▶ _TRY IT_: Lines from the first one down to the one containing "Target: bird's yellow foot" in the data below are the only ones needed; please return them exactly, both ends included.

▶ _Items from a dataset_:
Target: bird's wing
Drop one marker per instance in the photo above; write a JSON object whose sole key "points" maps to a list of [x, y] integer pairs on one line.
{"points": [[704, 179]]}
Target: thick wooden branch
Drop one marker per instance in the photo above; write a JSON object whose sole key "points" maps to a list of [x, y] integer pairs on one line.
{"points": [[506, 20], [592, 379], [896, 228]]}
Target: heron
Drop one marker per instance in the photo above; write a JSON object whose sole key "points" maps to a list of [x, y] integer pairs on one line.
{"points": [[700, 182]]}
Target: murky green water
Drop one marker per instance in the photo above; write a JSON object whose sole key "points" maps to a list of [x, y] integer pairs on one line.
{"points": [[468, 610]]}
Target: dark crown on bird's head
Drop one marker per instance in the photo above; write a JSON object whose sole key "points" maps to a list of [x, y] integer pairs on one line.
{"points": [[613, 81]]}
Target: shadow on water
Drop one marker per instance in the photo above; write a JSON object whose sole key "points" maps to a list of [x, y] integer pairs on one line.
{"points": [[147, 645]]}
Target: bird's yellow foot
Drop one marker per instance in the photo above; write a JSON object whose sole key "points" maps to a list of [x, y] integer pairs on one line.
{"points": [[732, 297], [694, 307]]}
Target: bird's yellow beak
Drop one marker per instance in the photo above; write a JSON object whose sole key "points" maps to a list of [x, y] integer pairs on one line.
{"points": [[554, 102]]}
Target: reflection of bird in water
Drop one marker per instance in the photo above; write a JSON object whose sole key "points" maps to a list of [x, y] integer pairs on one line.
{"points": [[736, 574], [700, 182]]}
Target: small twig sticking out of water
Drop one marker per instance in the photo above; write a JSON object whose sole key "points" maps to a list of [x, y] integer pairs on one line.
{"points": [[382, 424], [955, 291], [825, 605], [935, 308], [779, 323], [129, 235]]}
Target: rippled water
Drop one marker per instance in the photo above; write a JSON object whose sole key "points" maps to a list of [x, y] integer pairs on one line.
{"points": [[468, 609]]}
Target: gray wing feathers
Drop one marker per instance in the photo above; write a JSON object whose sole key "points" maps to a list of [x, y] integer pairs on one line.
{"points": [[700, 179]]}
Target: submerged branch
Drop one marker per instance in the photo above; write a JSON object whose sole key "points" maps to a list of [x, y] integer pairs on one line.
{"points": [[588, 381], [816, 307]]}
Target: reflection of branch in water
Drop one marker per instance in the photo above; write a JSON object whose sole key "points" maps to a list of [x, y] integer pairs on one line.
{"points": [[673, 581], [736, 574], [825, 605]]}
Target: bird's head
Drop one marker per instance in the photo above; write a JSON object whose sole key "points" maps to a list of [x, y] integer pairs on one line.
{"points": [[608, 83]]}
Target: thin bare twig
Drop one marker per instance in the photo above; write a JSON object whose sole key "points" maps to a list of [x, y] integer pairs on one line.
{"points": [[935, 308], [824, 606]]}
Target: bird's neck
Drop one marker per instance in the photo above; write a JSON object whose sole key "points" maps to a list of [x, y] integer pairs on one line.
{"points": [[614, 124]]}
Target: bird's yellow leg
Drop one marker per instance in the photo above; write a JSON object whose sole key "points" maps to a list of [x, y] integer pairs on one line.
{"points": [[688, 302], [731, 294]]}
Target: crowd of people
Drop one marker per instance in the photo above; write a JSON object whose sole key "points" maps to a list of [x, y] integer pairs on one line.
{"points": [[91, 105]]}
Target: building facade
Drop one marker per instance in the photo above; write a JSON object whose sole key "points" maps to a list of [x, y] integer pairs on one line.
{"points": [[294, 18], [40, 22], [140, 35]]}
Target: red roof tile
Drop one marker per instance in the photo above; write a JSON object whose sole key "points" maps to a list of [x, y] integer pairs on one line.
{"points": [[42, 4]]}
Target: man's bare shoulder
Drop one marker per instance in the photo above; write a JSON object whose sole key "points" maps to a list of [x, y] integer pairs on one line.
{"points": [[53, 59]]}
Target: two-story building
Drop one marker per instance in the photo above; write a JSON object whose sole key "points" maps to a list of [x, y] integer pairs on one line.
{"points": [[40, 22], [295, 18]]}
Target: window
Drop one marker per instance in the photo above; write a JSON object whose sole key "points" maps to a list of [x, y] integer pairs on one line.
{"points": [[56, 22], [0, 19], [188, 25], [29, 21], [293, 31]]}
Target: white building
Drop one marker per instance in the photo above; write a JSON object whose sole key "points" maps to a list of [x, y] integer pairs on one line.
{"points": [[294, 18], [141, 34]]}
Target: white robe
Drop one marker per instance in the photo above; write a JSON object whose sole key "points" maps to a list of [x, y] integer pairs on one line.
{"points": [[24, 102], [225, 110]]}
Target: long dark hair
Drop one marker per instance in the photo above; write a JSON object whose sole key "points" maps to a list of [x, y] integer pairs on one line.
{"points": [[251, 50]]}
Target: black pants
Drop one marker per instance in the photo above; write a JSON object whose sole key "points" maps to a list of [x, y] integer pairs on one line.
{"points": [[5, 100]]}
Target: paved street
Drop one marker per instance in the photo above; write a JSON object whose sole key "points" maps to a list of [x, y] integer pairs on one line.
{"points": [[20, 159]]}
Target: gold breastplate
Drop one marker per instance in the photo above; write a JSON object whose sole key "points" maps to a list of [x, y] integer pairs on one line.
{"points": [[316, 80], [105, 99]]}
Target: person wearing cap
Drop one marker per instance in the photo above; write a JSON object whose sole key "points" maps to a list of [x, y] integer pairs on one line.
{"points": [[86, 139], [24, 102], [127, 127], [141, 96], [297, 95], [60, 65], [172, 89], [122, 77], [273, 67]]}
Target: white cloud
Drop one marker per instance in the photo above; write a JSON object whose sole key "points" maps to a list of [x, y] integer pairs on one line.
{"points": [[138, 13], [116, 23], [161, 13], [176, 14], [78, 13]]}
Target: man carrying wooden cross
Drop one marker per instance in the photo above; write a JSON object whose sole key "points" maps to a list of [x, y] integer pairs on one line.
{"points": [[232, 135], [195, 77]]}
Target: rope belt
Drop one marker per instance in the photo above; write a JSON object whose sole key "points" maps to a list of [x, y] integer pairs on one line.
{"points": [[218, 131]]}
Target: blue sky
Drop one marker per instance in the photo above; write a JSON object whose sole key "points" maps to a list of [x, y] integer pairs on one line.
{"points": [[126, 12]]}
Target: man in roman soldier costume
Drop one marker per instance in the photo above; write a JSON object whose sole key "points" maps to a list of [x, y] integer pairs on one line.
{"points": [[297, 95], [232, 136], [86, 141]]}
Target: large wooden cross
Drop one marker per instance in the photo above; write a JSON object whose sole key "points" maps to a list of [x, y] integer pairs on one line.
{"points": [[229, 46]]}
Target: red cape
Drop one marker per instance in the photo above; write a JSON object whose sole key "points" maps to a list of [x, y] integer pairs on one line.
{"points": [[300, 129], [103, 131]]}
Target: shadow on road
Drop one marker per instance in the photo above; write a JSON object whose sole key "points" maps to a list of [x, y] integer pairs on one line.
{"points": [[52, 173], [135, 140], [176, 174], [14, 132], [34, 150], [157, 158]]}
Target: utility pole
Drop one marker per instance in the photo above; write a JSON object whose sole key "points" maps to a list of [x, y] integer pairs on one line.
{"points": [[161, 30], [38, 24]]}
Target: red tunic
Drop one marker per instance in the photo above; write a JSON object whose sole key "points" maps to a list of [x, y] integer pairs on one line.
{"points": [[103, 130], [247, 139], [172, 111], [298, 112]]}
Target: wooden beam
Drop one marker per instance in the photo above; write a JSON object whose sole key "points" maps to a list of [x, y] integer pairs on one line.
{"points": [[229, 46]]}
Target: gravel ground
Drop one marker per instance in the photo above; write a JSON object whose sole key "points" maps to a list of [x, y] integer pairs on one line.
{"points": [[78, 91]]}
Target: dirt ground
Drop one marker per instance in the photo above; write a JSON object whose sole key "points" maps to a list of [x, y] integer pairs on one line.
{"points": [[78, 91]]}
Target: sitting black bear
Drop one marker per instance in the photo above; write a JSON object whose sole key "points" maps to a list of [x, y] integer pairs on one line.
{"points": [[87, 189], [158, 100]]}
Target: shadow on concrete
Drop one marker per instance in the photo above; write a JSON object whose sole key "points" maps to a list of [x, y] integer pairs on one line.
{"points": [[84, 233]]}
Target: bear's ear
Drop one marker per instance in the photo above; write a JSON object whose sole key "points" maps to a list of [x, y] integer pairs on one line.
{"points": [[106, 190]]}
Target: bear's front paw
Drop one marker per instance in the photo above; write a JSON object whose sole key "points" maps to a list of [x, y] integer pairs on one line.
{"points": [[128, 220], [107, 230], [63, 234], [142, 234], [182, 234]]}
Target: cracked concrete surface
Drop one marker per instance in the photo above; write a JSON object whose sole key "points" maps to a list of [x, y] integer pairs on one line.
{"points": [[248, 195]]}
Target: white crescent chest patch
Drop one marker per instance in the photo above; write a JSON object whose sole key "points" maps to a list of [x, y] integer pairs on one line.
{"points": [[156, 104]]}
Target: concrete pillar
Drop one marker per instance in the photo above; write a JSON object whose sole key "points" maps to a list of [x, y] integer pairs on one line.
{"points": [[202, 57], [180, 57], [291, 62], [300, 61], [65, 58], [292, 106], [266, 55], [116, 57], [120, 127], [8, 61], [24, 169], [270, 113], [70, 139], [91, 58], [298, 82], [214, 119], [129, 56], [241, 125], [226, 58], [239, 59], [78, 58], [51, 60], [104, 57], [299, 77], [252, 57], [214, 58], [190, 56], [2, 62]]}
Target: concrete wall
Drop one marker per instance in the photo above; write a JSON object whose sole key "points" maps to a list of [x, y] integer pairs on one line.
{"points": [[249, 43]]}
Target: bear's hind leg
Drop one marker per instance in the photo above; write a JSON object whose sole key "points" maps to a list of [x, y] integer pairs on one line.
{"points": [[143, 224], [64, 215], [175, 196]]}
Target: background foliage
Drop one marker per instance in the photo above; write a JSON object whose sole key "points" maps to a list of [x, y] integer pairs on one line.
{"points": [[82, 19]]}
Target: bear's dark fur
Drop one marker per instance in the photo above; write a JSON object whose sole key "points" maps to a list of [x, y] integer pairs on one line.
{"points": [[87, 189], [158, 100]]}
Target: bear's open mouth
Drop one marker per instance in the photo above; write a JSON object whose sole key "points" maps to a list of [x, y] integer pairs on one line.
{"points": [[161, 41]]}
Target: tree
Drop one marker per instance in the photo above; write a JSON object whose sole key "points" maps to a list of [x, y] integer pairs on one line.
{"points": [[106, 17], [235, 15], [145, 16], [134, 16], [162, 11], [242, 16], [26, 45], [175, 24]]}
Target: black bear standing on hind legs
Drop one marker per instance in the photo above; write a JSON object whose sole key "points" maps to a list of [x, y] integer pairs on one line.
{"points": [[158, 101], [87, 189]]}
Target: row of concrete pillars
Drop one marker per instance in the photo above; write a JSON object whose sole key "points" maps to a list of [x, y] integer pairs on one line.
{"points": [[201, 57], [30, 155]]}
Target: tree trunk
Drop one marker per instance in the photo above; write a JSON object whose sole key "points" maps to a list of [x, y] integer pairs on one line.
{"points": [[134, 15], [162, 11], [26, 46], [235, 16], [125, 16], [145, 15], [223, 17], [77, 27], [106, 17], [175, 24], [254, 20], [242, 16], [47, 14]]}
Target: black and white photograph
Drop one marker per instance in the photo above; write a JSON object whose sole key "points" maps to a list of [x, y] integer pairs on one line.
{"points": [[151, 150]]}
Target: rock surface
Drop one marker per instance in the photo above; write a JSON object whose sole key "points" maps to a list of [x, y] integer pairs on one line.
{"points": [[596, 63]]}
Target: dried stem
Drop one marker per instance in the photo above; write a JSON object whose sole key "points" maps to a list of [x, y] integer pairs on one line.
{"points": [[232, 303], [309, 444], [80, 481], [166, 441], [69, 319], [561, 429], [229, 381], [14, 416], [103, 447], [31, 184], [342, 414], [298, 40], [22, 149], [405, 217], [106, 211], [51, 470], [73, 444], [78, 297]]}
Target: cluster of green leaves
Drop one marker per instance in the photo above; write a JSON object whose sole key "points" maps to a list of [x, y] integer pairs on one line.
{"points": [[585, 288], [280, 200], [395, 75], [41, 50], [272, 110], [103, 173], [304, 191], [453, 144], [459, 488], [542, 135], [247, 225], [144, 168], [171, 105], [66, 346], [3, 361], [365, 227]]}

▶ _RESPONSE TO THE TASK_:
Target: bird's wing
Drop one marker per instance in the photo above; write a JSON object whose sole key "points" maps to a list of [x, y] integer pairs on one line.
{"points": [[704, 179]]}
Target: thick wooden branch
Drop one marker per instance in the photo above; write a JSON object whose sole key "points" maps to a list of [x, y] integer pairs on one line.
{"points": [[506, 20], [592, 379], [896, 228]]}
Target: heron
Drop one marker per instance in the photo above; write a JSON object whose sole key "points" maps to a list of [x, y] integer pairs on one line.
{"points": [[700, 182]]}
Target: murky green water
Drop one marker per instance in the photo above; write a JSON object whose sole key "points" maps to a list of [x, y] integer pairs on one line.
{"points": [[468, 610]]}
Target: dark crown on bird's head
Drop one marker per instance in the photo above; write a JSON object whose sole key "points" maps to a list of [x, y] integer pairs on one line.
{"points": [[613, 81]]}
Target: shadow on water
Drop one marker per instance in the photo above; write a JSON object whose sole key "points" maps to a list of [x, y] integer pairs on one line.
{"points": [[147, 645]]}
Target: bird's yellow foot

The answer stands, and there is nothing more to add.